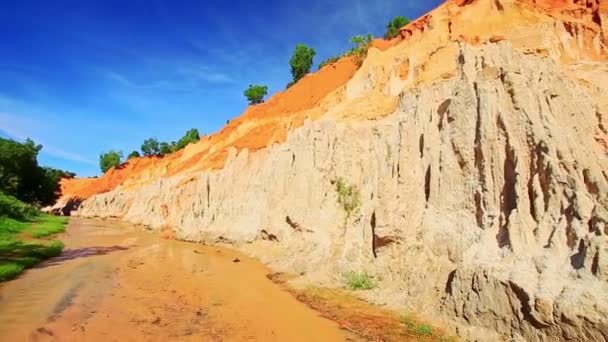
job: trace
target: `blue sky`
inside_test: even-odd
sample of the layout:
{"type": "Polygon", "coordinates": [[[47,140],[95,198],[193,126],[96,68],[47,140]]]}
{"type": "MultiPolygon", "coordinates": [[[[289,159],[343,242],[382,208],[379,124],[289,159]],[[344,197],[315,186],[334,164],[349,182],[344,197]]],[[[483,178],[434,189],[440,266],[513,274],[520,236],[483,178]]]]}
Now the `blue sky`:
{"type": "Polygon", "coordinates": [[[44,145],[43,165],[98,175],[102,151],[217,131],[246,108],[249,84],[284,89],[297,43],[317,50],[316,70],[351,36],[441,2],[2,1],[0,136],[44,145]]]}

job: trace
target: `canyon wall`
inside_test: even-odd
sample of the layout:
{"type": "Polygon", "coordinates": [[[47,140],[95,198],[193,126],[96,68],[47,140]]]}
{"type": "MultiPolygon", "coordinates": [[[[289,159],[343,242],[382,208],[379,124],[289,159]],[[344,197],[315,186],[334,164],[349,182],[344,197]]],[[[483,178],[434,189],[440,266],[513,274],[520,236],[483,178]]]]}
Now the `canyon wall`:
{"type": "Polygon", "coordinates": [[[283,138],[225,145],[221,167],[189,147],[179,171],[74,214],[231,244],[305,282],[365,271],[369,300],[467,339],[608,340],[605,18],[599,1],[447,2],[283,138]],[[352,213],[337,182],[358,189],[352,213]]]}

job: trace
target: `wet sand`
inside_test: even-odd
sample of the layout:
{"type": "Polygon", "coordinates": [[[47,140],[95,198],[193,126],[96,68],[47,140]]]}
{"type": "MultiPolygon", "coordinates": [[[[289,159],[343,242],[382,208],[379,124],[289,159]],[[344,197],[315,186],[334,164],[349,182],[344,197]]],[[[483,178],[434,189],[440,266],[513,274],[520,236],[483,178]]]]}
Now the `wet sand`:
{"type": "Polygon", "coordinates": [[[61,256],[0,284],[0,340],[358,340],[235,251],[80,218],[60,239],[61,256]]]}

* [What needs to be done]
Each line of the data should be quoted exactly, with pictures left out.

* [Complete response]
job: trace
target: `blue sky`
inside_test: even-odd
sample of the layout:
{"type": "Polygon", "coordinates": [[[47,140],[95,198],[193,126],[96,68],[47,140]]]}
{"type": "MultiPolygon", "coordinates": [[[[289,159],[343,242],[382,208],[379,124],[289,159]],[[344,197],[315,186],[334,164],[349,182],[344,197]]],[[[483,178],[434,189],[440,266],[513,274],[520,236],[483,178]]]]}
Now the `blue sky`:
{"type": "Polygon", "coordinates": [[[44,145],[43,165],[98,175],[102,151],[217,131],[246,108],[249,84],[284,89],[297,43],[317,50],[316,70],[351,36],[441,2],[2,1],[0,136],[44,145]]]}

job: trace
target: `canyon wall`
inside_test: even-odd
sample of the layout:
{"type": "Polygon", "coordinates": [[[47,140],[95,198],[193,126],[96,68],[47,140]]]}
{"type": "MultiPolygon", "coordinates": [[[[289,159],[343,242],[382,208],[379,124],[289,159]],[[344,197],[315,186],[334,164],[349,182],[344,197]]],[[[483,178],[434,189],[440,266],[513,274],[520,236],[483,178]]]]}
Now the `canyon wall`:
{"type": "Polygon", "coordinates": [[[283,138],[225,145],[221,167],[189,147],[179,171],[74,214],[231,244],[305,282],[365,271],[369,300],[467,339],[608,340],[605,18],[599,1],[447,2],[283,138]],[[352,213],[337,182],[358,189],[352,213]]]}

job: trace
target: `wet sand`
inside_test: even-odd
sample of the layout:
{"type": "Polygon", "coordinates": [[[47,140],[95,198],[193,126],[96,68],[47,140]]]}
{"type": "MultiPolygon", "coordinates": [[[[289,159],[343,242],[382,208],[379,124],[289,159]],[[344,197],[315,186],[334,164],[349,182],[344,197]]],[[[483,178],[434,189],[440,266],[513,274],[520,236],[483,178]]]]}
Now the `wet sand`:
{"type": "Polygon", "coordinates": [[[61,256],[0,284],[0,340],[358,340],[235,251],[80,218],[60,239],[61,256]]]}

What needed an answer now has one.